# 課題内容:
データの先頭から始まり「xmin=204 ymin=0 xmax=300 ymax=188」を含む行で終わる範囲(その行も含む)を、「wooden」を「steel」に置き換えて更新し、それ以外は変えずに書き出すこと。

# 演習用データ:
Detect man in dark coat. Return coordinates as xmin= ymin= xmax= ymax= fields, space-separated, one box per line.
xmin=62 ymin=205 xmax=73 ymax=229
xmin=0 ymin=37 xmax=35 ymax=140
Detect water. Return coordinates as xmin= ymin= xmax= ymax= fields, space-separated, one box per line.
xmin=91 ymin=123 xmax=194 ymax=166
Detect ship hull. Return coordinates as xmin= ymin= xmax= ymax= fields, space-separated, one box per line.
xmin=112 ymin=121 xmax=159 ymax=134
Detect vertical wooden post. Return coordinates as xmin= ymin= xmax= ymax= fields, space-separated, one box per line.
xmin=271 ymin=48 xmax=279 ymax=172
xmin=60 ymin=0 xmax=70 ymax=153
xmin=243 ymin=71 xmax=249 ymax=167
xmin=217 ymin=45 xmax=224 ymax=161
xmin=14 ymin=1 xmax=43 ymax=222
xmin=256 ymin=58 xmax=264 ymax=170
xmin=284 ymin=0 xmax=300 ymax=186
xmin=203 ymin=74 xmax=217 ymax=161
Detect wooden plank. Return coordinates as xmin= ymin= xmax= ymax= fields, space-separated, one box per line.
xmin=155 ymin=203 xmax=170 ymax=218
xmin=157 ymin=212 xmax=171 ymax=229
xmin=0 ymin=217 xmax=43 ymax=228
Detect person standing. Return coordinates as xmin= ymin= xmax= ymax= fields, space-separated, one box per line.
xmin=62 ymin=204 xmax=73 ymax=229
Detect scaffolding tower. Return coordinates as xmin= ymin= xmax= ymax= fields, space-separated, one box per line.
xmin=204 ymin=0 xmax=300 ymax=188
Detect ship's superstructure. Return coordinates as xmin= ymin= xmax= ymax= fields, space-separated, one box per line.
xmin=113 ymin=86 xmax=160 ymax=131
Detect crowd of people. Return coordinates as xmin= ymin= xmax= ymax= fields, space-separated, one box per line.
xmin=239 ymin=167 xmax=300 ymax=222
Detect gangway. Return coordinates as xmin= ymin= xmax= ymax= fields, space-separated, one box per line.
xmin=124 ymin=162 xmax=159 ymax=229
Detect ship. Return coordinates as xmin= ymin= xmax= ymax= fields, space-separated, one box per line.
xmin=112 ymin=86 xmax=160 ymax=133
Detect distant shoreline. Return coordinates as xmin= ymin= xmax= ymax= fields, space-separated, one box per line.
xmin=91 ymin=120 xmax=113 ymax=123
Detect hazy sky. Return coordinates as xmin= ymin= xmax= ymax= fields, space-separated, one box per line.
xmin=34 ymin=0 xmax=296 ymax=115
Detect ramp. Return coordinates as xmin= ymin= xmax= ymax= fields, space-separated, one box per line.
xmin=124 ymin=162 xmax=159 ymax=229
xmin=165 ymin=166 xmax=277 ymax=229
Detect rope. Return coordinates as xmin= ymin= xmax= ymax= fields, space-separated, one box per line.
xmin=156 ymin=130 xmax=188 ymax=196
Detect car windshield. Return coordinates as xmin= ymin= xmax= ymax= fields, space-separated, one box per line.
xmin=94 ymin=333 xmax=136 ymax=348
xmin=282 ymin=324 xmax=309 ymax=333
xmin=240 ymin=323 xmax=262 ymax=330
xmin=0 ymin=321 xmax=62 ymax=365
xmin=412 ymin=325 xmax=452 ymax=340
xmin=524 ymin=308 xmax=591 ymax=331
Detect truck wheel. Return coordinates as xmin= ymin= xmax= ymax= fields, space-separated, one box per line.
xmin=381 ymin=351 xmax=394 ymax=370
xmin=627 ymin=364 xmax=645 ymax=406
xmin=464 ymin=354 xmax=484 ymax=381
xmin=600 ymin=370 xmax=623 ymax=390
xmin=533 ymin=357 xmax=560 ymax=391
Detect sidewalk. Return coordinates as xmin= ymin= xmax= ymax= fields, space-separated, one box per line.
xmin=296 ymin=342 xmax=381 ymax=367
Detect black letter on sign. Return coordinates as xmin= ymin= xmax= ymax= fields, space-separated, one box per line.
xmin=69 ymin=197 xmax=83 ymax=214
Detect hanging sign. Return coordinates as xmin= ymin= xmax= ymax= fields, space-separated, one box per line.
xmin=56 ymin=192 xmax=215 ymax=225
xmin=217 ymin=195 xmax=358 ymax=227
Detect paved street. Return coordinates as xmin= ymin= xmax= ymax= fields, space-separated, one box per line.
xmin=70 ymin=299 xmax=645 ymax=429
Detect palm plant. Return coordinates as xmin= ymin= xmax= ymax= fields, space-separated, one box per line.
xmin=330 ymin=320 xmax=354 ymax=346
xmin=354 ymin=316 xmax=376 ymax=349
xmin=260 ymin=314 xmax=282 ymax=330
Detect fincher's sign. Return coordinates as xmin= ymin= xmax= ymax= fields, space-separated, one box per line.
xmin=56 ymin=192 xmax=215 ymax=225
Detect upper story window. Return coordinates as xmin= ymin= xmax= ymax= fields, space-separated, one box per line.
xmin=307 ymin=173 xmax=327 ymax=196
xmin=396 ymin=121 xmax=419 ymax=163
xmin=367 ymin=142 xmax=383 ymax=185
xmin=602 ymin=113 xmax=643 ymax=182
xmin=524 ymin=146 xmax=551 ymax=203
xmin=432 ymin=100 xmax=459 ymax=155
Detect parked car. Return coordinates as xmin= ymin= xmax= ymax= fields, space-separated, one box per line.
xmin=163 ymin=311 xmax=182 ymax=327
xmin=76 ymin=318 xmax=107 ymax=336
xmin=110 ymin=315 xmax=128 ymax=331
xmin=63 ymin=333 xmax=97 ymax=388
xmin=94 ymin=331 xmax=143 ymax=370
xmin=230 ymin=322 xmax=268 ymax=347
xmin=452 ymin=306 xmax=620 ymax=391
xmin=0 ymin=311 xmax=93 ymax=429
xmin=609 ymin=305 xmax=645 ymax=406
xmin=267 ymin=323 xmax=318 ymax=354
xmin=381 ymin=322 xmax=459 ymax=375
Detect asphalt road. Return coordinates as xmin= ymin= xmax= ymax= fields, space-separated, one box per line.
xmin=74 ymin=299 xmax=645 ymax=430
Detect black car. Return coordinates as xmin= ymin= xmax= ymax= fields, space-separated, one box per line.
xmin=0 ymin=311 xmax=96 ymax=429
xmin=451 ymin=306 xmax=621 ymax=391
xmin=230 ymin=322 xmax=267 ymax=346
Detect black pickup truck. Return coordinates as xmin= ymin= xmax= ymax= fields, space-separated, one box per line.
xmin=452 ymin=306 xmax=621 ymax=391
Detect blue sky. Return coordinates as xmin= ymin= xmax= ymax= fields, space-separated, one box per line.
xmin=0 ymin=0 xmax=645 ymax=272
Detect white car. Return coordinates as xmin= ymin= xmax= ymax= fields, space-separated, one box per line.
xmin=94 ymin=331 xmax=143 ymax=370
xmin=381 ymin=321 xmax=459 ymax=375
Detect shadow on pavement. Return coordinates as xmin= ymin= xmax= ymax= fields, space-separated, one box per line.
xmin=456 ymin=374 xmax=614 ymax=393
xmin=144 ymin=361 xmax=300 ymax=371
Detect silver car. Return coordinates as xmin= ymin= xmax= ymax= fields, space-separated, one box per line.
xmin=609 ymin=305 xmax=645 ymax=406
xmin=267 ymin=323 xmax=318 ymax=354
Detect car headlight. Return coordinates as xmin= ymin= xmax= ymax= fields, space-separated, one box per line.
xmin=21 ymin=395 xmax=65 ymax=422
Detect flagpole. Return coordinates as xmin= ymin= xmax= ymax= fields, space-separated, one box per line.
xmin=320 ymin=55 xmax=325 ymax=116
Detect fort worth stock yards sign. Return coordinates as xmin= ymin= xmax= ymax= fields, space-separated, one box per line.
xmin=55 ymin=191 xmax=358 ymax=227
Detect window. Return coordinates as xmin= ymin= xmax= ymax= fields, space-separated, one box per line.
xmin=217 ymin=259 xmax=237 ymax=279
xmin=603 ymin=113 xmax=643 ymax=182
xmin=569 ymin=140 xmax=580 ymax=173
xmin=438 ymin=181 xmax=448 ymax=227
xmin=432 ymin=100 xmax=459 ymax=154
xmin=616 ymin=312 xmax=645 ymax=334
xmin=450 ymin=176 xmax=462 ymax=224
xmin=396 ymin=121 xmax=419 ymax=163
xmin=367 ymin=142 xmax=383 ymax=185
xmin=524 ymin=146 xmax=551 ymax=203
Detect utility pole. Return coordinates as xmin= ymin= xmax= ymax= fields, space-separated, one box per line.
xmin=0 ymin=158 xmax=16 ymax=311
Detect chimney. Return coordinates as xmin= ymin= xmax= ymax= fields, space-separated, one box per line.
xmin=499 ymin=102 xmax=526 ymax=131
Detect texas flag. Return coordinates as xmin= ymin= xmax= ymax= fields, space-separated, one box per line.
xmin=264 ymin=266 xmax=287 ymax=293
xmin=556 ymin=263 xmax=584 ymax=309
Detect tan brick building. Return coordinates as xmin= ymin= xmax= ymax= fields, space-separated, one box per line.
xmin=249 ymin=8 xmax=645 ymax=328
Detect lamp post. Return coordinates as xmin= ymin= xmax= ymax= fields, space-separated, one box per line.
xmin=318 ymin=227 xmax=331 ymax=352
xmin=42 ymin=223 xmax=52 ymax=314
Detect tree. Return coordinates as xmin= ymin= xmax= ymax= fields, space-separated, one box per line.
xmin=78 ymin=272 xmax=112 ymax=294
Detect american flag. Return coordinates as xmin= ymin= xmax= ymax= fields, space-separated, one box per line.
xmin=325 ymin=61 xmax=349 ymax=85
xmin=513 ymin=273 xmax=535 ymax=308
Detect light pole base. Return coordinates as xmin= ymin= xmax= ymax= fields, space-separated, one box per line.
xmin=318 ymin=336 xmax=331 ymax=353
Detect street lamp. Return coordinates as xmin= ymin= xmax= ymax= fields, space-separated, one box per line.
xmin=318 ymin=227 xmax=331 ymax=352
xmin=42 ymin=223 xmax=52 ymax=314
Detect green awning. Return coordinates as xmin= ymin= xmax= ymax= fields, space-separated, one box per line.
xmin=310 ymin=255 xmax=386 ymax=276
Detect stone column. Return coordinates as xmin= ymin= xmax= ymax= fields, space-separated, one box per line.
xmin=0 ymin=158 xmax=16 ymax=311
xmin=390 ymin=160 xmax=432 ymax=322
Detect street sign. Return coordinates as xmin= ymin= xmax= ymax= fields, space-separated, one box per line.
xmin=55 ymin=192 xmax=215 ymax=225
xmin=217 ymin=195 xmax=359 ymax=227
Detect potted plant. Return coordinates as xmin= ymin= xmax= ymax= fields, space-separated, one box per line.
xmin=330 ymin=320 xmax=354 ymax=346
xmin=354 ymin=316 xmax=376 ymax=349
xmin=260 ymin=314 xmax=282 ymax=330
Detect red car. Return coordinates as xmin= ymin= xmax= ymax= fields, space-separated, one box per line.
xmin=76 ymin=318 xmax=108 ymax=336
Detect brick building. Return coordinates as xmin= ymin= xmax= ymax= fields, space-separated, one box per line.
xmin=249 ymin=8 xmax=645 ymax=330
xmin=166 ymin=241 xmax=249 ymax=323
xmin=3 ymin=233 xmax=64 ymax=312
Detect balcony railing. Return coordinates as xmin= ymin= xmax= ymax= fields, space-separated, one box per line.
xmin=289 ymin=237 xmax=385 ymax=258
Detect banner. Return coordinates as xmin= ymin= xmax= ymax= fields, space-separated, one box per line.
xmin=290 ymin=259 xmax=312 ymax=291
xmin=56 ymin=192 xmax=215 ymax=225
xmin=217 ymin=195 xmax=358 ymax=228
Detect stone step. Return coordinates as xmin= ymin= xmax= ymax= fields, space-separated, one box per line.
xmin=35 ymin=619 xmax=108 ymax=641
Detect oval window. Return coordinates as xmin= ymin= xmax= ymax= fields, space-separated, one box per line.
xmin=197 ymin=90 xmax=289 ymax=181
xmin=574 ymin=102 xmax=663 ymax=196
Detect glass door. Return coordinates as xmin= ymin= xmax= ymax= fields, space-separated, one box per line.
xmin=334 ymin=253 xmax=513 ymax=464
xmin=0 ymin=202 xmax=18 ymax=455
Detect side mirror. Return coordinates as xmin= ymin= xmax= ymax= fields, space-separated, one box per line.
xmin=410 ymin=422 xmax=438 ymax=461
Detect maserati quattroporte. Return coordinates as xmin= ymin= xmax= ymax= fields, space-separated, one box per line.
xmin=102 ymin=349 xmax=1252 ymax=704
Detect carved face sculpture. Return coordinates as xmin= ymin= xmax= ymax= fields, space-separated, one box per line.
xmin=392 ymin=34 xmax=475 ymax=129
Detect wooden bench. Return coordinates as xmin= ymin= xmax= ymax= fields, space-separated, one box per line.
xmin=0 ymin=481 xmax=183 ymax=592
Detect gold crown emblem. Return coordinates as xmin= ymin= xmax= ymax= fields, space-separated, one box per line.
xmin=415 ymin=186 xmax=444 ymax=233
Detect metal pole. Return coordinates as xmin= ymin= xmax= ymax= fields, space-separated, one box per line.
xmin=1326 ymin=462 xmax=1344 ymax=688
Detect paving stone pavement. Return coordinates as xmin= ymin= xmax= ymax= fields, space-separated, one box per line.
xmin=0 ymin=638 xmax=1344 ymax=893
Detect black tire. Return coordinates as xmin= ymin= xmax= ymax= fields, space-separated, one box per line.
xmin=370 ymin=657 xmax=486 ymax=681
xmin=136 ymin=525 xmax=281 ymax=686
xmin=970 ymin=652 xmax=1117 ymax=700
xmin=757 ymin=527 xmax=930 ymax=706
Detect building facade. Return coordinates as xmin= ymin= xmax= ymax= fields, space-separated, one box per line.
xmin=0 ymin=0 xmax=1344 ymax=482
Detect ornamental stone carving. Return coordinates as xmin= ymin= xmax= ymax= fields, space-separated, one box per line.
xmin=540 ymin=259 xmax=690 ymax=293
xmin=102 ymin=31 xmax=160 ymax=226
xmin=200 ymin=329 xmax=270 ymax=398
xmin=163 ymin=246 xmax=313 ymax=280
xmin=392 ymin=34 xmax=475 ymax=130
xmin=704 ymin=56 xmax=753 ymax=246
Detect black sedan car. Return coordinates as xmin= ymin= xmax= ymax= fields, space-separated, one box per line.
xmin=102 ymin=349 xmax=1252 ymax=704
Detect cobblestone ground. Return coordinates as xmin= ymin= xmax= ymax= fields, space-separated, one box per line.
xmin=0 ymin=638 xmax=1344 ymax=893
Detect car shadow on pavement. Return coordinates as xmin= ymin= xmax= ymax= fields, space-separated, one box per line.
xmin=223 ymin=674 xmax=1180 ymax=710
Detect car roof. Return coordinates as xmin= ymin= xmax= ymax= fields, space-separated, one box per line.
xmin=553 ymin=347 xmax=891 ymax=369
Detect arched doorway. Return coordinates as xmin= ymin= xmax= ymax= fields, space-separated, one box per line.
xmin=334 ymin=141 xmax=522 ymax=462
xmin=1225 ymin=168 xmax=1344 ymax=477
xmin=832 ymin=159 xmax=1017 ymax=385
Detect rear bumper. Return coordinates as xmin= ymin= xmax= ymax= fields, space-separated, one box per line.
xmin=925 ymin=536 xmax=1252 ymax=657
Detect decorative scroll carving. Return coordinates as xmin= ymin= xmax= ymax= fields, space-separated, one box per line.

# 記述回答:
Detect man in dark coat. Return coordinates as xmin= ymin= xmax= ymax= fields, space-separated, one box per line.
xmin=62 ymin=205 xmax=73 ymax=229
xmin=0 ymin=37 xmax=35 ymax=140
Detect water. Return coordinates as xmin= ymin= xmax= ymax= fields, space-separated, one box per line.
xmin=91 ymin=123 xmax=194 ymax=166
Detect ship hull. Return coordinates as xmin= ymin= xmax= ymax= fields, space-separated, one box per line.
xmin=112 ymin=121 xmax=159 ymax=134
Detect vertical steel post. Return coordinates as xmin= ymin= xmax= ymax= fields, space-separated, one box per line.
xmin=271 ymin=48 xmax=279 ymax=172
xmin=60 ymin=0 xmax=70 ymax=153
xmin=243 ymin=71 xmax=249 ymax=167
xmin=217 ymin=45 xmax=224 ymax=161
xmin=14 ymin=1 xmax=43 ymax=222
xmin=256 ymin=58 xmax=264 ymax=170
xmin=284 ymin=0 xmax=300 ymax=186
xmin=203 ymin=74 xmax=217 ymax=161
Detect steel plank. Return coordinates as xmin= ymin= xmax= ymax= fields, space-separated, one box per line.
xmin=155 ymin=203 xmax=170 ymax=218
xmin=157 ymin=212 xmax=171 ymax=229
xmin=0 ymin=217 xmax=43 ymax=228
Detect person standing. Return coordinates as xmin= ymin= xmax= ymax= fields, space-separated, one box per line.
xmin=62 ymin=204 xmax=73 ymax=229
Detect scaffolding tower. Return coordinates as xmin= ymin= xmax= ymax= fields, space-separated, one box per line.
xmin=204 ymin=0 xmax=300 ymax=188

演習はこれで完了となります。